[Work order A]: Write out a passage from the Qwen 4 model text below, starting at the words "The general-purpose anchor" and stopping after the words "to run comfortably.".
[Work order B]: In the Qwen 4 model text below, roughly how fast does the 4B model run?

[Extracted text]:
>>>>>

Qwen 4 32B-A3B — the flagship

The general-purpose anchor of the family. Hybrid reasoning (it can switch between fast direct answers and deeper step-by-step thinking), 78% SWE-Verified, and roughly 60 tok/s on a 24 GB Mac at Q4. It needs ~24 GB of unified memory to run comfortably.

# Flagship general model
ollama run qwen4

Qwen 4 Coder 32B-A3B — the best Mac-runnable coder

The coding specialist, tuned for software engineering and fill-in-the-middle completion. It posts 82% SWE-Verified — the best of any Mac-runnable coder — making it the standout pick for a local coding assistant or agentic dev workflow. Same ~24 GB memory footprint as the flagship.

# Coding specialist — 82% SWE-Verified
ollama run qwen4-coder

Qwen 4 4B — the lightweight

A compact dense model for tighter machines. It runs at about 135 tok/s and fits comfortably on an 8 GB Mac, making it ideal for autocomplete, quick chat, and on-device assistants where speed and a small footprint matter more than frontier capability.

<<<<<

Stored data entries
>>>>>

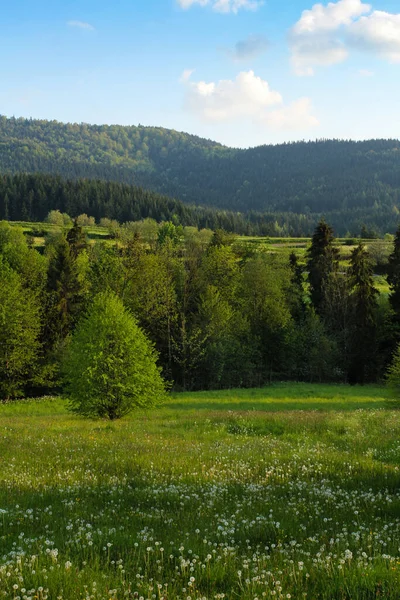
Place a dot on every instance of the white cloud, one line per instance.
(223, 6)
(252, 46)
(247, 97)
(328, 18)
(296, 116)
(315, 40)
(186, 75)
(326, 34)
(366, 73)
(80, 25)
(378, 33)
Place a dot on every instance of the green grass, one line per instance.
(288, 491)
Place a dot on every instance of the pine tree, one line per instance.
(323, 260)
(364, 305)
(65, 294)
(19, 333)
(76, 239)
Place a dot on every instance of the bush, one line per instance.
(110, 366)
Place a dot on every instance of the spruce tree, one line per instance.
(64, 294)
(323, 260)
(394, 278)
(364, 305)
(19, 333)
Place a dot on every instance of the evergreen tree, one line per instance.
(364, 305)
(394, 278)
(297, 302)
(19, 333)
(64, 294)
(323, 260)
(76, 239)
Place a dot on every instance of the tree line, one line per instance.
(25, 197)
(219, 314)
(350, 180)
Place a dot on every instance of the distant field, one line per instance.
(291, 491)
(280, 246)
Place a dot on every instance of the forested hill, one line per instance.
(312, 177)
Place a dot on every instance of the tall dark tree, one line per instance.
(297, 302)
(64, 294)
(364, 306)
(394, 277)
(76, 239)
(323, 261)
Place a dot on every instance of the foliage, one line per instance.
(292, 488)
(110, 366)
(355, 185)
(323, 262)
(364, 308)
(19, 333)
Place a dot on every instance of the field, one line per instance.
(292, 491)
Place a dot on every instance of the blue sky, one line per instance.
(242, 72)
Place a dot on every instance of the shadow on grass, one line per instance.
(302, 405)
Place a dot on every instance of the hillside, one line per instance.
(313, 177)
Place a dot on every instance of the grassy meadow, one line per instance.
(291, 491)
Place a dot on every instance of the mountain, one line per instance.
(308, 177)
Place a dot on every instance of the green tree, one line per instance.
(19, 333)
(65, 293)
(393, 270)
(110, 366)
(323, 260)
(364, 305)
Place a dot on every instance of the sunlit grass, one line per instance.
(287, 491)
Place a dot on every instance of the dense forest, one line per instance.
(352, 182)
(220, 314)
(25, 197)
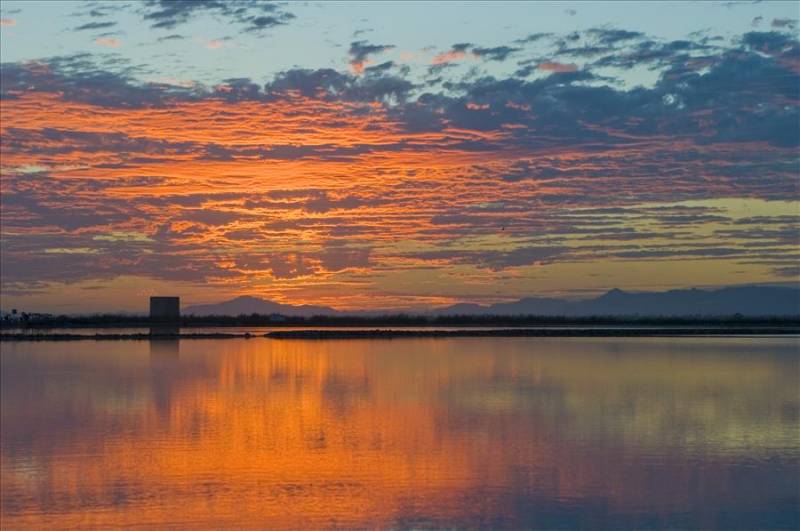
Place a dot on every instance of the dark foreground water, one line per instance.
(424, 433)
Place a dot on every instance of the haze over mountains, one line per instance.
(748, 300)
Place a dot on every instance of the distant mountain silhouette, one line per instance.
(248, 305)
(749, 300)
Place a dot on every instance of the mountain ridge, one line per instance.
(744, 300)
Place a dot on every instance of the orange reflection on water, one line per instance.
(498, 433)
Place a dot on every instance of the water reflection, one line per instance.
(517, 432)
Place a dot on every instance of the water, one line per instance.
(424, 433)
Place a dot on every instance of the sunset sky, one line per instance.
(394, 155)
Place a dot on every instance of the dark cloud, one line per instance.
(361, 50)
(498, 53)
(173, 37)
(607, 36)
(95, 26)
(253, 15)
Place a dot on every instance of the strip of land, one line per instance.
(397, 334)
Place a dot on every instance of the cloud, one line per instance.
(784, 23)
(95, 26)
(457, 52)
(108, 42)
(361, 50)
(554, 66)
(325, 175)
(498, 53)
(172, 37)
(253, 15)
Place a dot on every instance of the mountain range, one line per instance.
(746, 300)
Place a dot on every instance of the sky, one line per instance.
(401, 155)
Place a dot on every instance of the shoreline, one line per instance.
(318, 334)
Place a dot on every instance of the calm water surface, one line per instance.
(425, 433)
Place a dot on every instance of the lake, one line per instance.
(557, 433)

<<<<<

[Response A]:
The general-purpose anchor of the family. Hybrid reasoning (it can switch between fast direct answers and deeper step-by-step thinking), 78% SWE-Verified, and roughly 60 tok/s on a 24 GB Mac at Q4. It needs ~24 GB of unified memory to run comfortably.

[Response B]: About 135 tok/s.